> _What to do_
Copy every line of the listing exactly.

[Dataset items]
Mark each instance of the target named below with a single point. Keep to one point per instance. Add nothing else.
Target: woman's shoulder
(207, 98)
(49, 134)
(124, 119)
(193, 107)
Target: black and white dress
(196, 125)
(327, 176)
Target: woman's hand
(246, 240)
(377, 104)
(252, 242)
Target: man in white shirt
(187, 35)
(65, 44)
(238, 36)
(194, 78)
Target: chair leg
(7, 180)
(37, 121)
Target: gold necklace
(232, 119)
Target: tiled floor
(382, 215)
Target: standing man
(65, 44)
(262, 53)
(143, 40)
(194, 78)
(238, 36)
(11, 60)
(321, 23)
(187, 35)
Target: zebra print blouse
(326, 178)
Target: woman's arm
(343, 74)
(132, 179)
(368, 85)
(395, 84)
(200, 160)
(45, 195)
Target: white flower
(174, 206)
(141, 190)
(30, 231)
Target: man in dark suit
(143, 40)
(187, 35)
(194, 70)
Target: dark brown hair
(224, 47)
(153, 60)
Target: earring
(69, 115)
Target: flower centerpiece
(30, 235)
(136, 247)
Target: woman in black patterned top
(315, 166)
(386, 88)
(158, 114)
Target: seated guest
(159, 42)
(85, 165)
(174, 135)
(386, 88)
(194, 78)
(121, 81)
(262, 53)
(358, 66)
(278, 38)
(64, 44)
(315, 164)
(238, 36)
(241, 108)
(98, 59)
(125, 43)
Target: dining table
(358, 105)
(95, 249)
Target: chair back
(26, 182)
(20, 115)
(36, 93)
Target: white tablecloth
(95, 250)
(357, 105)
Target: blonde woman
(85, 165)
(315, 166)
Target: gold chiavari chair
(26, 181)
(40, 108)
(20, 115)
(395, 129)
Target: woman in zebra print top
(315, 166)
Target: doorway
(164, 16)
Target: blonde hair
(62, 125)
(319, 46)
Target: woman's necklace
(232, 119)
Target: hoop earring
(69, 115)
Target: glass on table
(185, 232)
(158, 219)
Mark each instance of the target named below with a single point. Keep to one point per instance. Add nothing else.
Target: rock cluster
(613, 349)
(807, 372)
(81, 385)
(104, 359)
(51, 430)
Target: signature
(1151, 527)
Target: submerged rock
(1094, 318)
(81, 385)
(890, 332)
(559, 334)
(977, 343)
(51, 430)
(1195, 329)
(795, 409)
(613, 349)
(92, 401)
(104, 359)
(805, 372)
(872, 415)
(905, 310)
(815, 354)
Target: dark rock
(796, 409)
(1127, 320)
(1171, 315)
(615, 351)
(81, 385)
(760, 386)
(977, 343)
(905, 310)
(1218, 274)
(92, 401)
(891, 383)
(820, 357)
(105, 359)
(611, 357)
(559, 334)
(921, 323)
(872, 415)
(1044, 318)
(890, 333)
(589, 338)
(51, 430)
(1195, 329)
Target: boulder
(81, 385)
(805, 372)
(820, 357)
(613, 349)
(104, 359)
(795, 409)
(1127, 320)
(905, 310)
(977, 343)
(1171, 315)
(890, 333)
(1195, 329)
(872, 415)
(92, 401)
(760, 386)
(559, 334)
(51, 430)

> _Response_
Mark each instance of the target named below with a single point. Keep to one point per instance. Add nothing else.
Target: woman's shoulder
(207, 98)
(49, 134)
(124, 119)
(193, 107)
Target: black and white dress
(196, 125)
(327, 176)
Target: woman's hand
(246, 240)
(377, 104)
(252, 242)
Target: man in white shirt
(187, 35)
(65, 44)
(238, 36)
(194, 78)
Target: chair leg
(7, 180)
(37, 121)
Target: gold necklace
(232, 119)
Target: tiled floor
(382, 215)
Target: standing man
(65, 44)
(262, 53)
(143, 40)
(194, 78)
(238, 36)
(11, 60)
(321, 23)
(187, 35)
Target: zebra print blouse
(326, 178)
Target: woman's arm
(343, 74)
(132, 179)
(368, 85)
(395, 84)
(200, 160)
(45, 195)
Target: white flower
(174, 206)
(141, 190)
(30, 231)
Target: man in dark suit
(143, 40)
(187, 35)
(194, 70)
Target: dark brown hair
(224, 47)
(153, 60)
Target: earring
(69, 115)
Target: flower centerpiece
(30, 235)
(136, 247)
Target: woman in black patterned top
(315, 166)
(386, 88)
(158, 114)
Target: seated guest
(159, 42)
(85, 165)
(174, 135)
(386, 88)
(194, 78)
(121, 81)
(262, 53)
(358, 66)
(278, 38)
(64, 44)
(315, 164)
(238, 36)
(241, 108)
(98, 59)
(125, 43)
Target: dining table
(358, 105)
(95, 249)
Target: chair back
(26, 182)
(20, 115)
(36, 93)
Target: white tablecloth
(95, 250)
(357, 105)
Target: blonde woman
(85, 165)
(315, 166)
Target: gold chiavari chair
(26, 181)
(40, 108)
(20, 115)
(395, 129)
Target: woman in zebra print top
(315, 166)
Target: doorway
(164, 16)
Target: blonde hair
(62, 125)
(319, 46)
Target: woman's necklace
(232, 119)
Target: hoop earring
(69, 115)
Target: glass on table
(185, 232)
(158, 219)
Mark each instance of the target named below with a single point. Keep to one point per instance. Add nothing else.
Target: rock cluster
(613, 349)
(807, 372)
(81, 385)
(104, 359)
(51, 430)
Target: signature
(1151, 527)
Target: submerged rock
(1094, 318)
(81, 385)
(890, 332)
(559, 334)
(977, 343)
(51, 430)
(1195, 329)
(795, 409)
(613, 349)
(92, 401)
(104, 359)
(805, 372)
(872, 415)
(905, 310)
(815, 354)
Target: dark rock
(796, 409)
(1127, 320)
(1171, 315)
(615, 351)
(81, 385)
(760, 386)
(977, 343)
(905, 310)
(1218, 274)
(92, 401)
(891, 383)
(820, 357)
(105, 359)
(611, 357)
(559, 334)
(921, 323)
(872, 415)
(1044, 318)
(890, 333)
(589, 338)
(51, 430)
(1195, 329)
Target: boulder
(81, 385)
(805, 372)
(820, 357)
(613, 349)
(104, 359)
(795, 409)
(1127, 320)
(905, 310)
(977, 343)
(1171, 315)
(890, 333)
(1195, 329)
(872, 415)
(92, 401)
(760, 386)
(559, 334)
(51, 430)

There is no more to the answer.